Coordinate annotation entries:
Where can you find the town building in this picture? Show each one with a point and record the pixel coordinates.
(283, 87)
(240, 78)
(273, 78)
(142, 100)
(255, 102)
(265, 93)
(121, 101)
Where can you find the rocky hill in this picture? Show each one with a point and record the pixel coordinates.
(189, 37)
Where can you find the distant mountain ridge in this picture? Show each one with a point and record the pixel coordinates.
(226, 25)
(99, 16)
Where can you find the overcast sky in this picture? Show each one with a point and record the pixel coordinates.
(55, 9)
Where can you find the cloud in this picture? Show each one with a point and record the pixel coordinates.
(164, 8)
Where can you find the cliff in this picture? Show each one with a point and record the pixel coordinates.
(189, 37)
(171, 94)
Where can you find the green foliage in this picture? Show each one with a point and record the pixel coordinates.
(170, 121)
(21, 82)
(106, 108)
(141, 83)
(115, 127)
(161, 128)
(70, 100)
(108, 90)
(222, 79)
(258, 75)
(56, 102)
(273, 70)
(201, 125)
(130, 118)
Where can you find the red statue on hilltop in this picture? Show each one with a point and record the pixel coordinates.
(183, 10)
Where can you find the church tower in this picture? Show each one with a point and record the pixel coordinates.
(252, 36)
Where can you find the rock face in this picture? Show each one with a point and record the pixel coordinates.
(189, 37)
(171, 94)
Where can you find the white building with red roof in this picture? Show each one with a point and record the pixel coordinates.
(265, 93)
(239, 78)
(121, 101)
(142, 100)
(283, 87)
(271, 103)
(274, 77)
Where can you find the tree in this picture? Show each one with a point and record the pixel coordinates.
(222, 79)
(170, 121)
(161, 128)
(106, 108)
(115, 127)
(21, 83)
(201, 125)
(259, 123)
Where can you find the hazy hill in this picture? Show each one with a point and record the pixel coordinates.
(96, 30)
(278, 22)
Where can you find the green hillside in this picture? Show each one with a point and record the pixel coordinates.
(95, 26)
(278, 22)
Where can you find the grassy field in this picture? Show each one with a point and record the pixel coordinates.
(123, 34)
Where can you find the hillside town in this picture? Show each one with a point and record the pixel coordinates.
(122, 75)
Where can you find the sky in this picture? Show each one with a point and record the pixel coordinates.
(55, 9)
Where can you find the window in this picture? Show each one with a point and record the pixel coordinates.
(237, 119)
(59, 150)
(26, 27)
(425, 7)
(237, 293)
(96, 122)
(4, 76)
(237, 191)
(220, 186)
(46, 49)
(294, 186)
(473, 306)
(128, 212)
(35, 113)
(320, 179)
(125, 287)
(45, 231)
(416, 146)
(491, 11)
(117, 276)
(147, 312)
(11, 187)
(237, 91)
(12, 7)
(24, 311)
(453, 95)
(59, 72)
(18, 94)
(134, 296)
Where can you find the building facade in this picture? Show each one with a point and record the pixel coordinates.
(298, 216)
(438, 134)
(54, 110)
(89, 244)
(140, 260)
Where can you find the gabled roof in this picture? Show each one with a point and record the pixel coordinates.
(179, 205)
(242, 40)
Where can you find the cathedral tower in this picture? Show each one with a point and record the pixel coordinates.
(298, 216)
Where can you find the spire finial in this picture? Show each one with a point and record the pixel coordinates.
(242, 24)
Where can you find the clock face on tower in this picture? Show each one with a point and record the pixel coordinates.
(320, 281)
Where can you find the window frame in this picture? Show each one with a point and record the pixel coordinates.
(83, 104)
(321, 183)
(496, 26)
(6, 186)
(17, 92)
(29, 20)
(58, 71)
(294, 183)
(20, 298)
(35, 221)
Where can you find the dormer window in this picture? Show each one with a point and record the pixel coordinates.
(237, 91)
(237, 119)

- [Your goal]: Convert all of the material above into a two-column CSV with the headers "instruction" and "points". Give one row per request, with the request text and its answer each in a single quoted field and any line breaks replaced by spaces.

- [Reply]:
instruction,points
"Where can you find the town building in this picture? Show each one with a point and record the pixel coordinates.","(283, 87) (240, 78) (273, 78) (142, 100) (255, 102) (265, 93) (121, 101)"
"Where can you find the rocky hill in this picture? Show each one with a point and record the pixel coordinates.","(189, 37)"
"Where can you find the distant mountain ridge in this picture? Show each one with a point and record the pixel coordinates.","(226, 25) (99, 16)"
"Where can you find the overcast sky in this picture? Show each one with a point and record the pixel coordinates.","(55, 9)"
"Where can you find the cloud in this picture? Show each one with a point and record the pixel coordinates.","(164, 8)"
"Where can you find the cliff in this picture? Show each one with a point and record the pixel coordinates.","(189, 37) (171, 94)"
"Where can you find the green foliage in this picture? Show each one with a point and record the pixel coordinates.","(170, 121) (21, 82) (106, 108) (141, 83) (115, 127) (161, 128) (70, 100) (108, 90) (222, 79) (258, 75) (56, 102) (273, 70) (201, 125) (130, 118)"
"Where can you find the red statue on hilltop in this picture? Show each one with a point and record the pixel coordinates.","(183, 10)"
"Where can you find the church tower in this picture? Show each one with a point and record the pixel coordinates.","(252, 36)"
"Where can you find the rock face in this picture? Show each one with a point and record the pixel coordinates.","(189, 37) (171, 94)"
"Where can you find the white building with red roof in this picture? Show each one with a point and record the pixel coordinates.","(265, 93) (239, 78) (121, 101) (142, 100) (283, 87) (271, 103) (274, 77)"
"Where can you find the tree in this picture? Show each one with a point and record the pixel coordinates.","(222, 79) (170, 121) (161, 128) (106, 108) (115, 127) (21, 83) (201, 125) (259, 123)"
"Where can you find the hazy hill in this picture? Show each one with a point and record the pixel coordinates.","(96, 30) (278, 22)"
"Where can you find the green hillside in this picture? Show each one with a point and record the pixel coordinates.","(95, 26) (278, 22)"
"Where can you find the grassy field in this picture? Show each one with a point and record the pixel coordinates.","(123, 34)"
"Where can you find the hillside town in this picture? Show each one with a point and record the pixel coordinates.","(122, 75)"
"Where can you find the sky in this picture? Show each one with a point and record the pixel coordinates.","(55, 9)"
"Where can you find the window in this picture? Show each one with a point and record the pixel coordinates.","(237, 119) (59, 150) (26, 27) (425, 7) (237, 293) (96, 122) (4, 76) (237, 191) (220, 186) (46, 49) (294, 186) (473, 306) (128, 212) (35, 113) (320, 179) (125, 287) (45, 231) (416, 146) (491, 11) (117, 276) (147, 312) (11, 187) (237, 91) (12, 7) (24, 311) (453, 95) (59, 72) (18, 94) (134, 296)"
"Where can you find the building facade in this picture? Show each one with a point and record the pixel coordinates.","(298, 216) (438, 134) (54, 110) (89, 244) (140, 260)"
"Where can you find the gabled roof in this picture? Show each one with a point and record the pixel coordinates.","(179, 205) (242, 40)"
"Where can you find the cathedral tower in this picture? Show each one with a point and record the pixel coordinates.","(298, 216)"
"Where can you find the spire finial in this picture? Show each one with a point and record the pixel coordinates.","(242, 24)"
"Where can you find the clock face on tower in this picture? Show each one with a point and record the pixel coordinates.","(320, 281)"
"Where can you find the window frame in this picture? Show each one with a point and record the pixel coordinates.","(83, 104) (321, 183) (496, 26) (6, 186) (17, 92) (29, 20) (58, 71) (294, 183) (20, 298) (35, 221)"
"Where can you find the dormer window in this picture? Show each one with a point and record the pixel coordinates.","(237, 91) (237, 119)"